WHAT YOU HAVE TO DO: Reproduce all of the listing below without alteration.

DATA:
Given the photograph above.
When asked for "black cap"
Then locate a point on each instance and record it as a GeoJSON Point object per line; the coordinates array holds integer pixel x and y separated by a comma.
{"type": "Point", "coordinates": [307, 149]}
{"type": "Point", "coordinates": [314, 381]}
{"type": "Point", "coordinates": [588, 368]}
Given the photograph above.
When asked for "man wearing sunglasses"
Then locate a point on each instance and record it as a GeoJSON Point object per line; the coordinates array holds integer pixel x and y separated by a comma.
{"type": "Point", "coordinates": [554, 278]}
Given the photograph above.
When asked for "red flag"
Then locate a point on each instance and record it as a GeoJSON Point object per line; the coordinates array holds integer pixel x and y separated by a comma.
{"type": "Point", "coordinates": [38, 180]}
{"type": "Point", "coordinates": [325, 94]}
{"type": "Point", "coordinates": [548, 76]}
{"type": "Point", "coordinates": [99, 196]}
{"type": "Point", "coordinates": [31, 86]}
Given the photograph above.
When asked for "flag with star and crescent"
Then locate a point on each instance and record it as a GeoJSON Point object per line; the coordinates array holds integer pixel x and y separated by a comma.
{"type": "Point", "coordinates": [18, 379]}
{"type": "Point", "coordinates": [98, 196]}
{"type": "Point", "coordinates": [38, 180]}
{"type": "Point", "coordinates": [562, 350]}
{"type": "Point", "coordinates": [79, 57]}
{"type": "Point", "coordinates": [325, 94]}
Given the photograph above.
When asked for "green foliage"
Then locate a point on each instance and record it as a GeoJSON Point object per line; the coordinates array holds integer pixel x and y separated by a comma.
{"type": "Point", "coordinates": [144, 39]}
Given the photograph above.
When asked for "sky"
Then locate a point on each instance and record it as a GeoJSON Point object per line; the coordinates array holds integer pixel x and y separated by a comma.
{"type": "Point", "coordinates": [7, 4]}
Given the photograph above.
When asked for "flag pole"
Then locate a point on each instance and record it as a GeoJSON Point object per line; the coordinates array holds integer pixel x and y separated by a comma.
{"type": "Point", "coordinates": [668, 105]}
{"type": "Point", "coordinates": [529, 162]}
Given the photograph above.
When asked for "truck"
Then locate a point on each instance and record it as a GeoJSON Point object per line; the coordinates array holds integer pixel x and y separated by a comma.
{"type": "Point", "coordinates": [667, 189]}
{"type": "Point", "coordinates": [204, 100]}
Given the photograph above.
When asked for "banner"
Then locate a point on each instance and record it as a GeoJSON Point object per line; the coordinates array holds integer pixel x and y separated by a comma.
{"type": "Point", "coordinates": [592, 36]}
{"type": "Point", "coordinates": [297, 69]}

COMPLETE OUTPUT:
Given the photograph above.
When asked for "black cap"
Then locate a point on each instance and record it as a GeoJSON Point object per line; the coordinates array holds integer pixel x and y separated by a comma.
{"type": "Point", "coordinates": [307, 149]}
{"type": "Point", "coordinates": [314, 381]}
{"type": "Point", "coordinates": [588, 368]}
Given the photograph above.
When asked for "man wearing sunglasses"
Then locate a point on each instance and record it as a GeoJSON Point object per line; the coordinates array holds integer pixel x and y separated by a comma.
{"type": "Point", "coordinates": [554, 278]}
Given the photograph above.
When asked for "red flag"
Then locate a point on each instance and record it as a GeoJSON Point object per line; the coordinates array holds integer pixel x and y separated by a comma.
{"type": "Point", "coordinates": [38, 180]}
{"type": "Point", "coordinates": [325, 94]}
{"type": "Point", "coordinates": [548, 76]}
{"type": "Point", "coordinates": [99, 196]}
{"type": "Point", "coordinates": [31, 86]}
Given the photograph above.
When asked for "flag with star and crescent"
Then locate a point on each instance and record it as a GeoJSON Point object per line; the coordinates array holds integer pixel x and y separated by a comma.
{"type": "Point", "coordinates": [18, 379]}
{"type": "Point", "coordinates": [98, 196]}
{"type": "Point", "coordinates": [38, 180]}
{"type": "Point", "coordinates": [562, 350]}
{"type": "Point", "coordinates": [79, 57]}
{"type": "Point", "coordinates": [325, 94]}
Given the photograph above.
When asked for "green foliage"
Then locate a point on each instance and record it as a GeoJSON Point object per line; the coordinates array holds integer pixel x and y separated by a comma.
{"type": "Point", "coordinates": [144, 39]}
Given the photograph above.
When asked for "sky"
Then locate a point on each instance and record it as a GeoJSON Point object per line; the coordinates array holds integer pixel x and y separated by a comma.
{"type": "Point", "coordinates": [7, 4]}
Given the photograph above.
When asked for "flag pole"
Then locate a point on each instance and record it as a GeoJSON Point object per line; the coordinates array holds integer pixel x and y separated by a comma.
{"type": "Point", "coordinates": [668, 105]}
{"type": "Point", "coordinates": [529, 162]}
Given the photograph above.
When asked for "truck"
Then locate a point on each instance and record it as a GeoJSON Point object per line; the coordinates array holds integer pixel x and y separated by a comma.
{"type": "Point", "coordinates": [667, 189]}
{"type": "Point", "coordinates": [204, 100]}
Given the photograph above.
When asked for "banner"
Then locate a point on each instance and record it as a GeoJSON Point object per line; the coordinates array holds integer pixel x and y separated by a comma.
{"type": "Point", "coordinates": [592, 36]}
{"type": "Point", "coordinates": [297, 69]}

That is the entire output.